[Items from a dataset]

-=-=-=-=-

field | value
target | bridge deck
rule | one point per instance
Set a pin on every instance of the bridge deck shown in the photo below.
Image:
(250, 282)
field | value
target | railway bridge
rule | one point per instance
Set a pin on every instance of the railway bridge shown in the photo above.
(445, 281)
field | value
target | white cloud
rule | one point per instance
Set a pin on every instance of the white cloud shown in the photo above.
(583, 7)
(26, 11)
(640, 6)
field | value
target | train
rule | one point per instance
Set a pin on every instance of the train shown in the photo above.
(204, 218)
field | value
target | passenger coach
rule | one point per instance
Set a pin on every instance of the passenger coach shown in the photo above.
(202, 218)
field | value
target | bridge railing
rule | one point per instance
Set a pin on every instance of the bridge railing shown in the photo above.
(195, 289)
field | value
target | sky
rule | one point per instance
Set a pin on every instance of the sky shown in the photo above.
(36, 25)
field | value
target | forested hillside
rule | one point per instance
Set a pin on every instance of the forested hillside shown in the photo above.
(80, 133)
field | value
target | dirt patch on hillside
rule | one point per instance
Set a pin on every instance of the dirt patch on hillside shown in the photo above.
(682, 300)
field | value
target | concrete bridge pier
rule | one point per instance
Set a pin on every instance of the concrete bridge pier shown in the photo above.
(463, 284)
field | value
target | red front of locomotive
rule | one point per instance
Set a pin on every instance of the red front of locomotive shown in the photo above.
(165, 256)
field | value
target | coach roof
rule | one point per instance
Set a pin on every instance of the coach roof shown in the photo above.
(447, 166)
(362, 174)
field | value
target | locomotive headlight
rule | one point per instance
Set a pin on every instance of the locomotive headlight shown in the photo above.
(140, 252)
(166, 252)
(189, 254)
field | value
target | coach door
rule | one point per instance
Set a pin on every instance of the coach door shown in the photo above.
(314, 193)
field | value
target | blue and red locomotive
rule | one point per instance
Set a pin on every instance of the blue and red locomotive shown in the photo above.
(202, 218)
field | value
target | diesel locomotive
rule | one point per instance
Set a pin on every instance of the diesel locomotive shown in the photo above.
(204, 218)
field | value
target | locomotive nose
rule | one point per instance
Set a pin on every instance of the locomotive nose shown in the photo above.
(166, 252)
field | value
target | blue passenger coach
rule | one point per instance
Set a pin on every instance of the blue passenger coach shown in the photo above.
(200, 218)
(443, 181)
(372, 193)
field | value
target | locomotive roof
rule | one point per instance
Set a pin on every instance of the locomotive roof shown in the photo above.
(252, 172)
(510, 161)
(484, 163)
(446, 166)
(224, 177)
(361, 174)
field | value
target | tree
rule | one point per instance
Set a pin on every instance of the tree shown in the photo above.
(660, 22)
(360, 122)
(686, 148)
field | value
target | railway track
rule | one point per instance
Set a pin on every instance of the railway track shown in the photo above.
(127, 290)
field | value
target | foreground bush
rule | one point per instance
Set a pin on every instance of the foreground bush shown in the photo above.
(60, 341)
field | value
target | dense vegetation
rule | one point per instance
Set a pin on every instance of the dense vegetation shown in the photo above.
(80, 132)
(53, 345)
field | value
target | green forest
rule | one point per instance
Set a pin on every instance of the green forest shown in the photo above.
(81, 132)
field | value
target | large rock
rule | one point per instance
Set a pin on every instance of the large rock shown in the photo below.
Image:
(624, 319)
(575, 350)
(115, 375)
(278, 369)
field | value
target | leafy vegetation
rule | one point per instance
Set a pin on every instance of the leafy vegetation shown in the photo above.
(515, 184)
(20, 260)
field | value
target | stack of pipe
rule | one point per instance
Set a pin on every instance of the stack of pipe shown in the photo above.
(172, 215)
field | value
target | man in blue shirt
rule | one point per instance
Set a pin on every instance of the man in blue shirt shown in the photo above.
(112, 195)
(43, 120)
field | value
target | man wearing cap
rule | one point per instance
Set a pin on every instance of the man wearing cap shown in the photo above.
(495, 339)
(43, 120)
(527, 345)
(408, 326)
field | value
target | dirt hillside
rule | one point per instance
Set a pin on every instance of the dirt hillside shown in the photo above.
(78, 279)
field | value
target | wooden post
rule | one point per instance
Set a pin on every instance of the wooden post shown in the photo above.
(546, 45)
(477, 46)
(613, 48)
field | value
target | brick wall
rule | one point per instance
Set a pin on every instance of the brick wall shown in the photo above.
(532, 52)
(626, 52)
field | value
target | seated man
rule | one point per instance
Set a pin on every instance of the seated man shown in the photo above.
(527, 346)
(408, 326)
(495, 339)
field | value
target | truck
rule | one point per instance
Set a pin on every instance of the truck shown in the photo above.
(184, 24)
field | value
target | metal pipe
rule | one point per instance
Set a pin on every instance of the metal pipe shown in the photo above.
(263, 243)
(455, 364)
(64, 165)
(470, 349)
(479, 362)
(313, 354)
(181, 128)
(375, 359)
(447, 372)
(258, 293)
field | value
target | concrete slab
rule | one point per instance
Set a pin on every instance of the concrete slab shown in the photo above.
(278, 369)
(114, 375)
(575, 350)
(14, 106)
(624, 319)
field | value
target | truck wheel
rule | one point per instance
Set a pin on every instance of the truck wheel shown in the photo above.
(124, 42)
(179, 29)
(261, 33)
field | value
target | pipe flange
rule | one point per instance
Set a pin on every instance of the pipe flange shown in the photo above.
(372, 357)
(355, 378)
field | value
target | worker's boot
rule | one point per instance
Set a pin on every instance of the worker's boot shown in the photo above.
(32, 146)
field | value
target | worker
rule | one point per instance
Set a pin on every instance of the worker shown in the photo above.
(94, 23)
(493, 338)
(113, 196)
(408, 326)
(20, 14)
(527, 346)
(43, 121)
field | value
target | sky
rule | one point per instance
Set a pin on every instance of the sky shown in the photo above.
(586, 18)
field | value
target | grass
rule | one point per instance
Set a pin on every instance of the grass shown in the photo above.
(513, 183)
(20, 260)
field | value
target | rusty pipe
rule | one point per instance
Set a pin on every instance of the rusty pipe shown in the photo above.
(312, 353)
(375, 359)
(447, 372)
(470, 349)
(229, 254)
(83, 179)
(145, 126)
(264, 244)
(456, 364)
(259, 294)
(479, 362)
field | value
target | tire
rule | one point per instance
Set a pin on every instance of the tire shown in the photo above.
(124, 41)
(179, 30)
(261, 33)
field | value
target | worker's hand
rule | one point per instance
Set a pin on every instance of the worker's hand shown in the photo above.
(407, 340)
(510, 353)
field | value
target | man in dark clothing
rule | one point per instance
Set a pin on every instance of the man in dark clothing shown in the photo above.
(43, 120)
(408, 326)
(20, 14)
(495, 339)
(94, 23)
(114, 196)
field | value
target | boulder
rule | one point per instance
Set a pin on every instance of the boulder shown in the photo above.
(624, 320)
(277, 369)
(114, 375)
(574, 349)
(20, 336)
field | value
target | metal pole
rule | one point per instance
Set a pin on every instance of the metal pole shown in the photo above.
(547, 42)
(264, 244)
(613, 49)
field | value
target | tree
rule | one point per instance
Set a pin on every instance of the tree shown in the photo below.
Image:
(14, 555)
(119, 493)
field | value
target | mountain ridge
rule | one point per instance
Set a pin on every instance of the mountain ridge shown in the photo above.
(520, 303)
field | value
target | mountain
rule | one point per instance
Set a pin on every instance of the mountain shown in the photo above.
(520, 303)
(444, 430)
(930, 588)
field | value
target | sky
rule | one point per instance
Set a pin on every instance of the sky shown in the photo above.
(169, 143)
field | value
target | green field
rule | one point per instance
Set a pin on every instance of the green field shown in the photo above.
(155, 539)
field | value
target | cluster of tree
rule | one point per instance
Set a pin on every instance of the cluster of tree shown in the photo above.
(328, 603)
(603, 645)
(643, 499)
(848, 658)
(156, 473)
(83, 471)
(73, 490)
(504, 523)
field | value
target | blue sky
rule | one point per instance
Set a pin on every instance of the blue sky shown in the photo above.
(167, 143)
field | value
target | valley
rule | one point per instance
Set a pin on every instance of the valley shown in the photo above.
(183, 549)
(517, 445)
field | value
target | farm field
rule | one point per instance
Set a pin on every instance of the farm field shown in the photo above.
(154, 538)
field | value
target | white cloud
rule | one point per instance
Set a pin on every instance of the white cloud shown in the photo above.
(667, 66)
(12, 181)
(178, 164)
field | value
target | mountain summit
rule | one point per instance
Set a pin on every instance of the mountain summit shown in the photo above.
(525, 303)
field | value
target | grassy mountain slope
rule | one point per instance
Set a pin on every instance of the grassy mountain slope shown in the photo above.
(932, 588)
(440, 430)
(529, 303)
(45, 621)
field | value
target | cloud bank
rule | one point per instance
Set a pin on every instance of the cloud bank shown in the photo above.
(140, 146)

-=-=-=-=-

→ **GIVEN TASK**: How many lines of the data above contain the string "bank"? Reply with the number alone.

→ **TASK ANSWER**: 2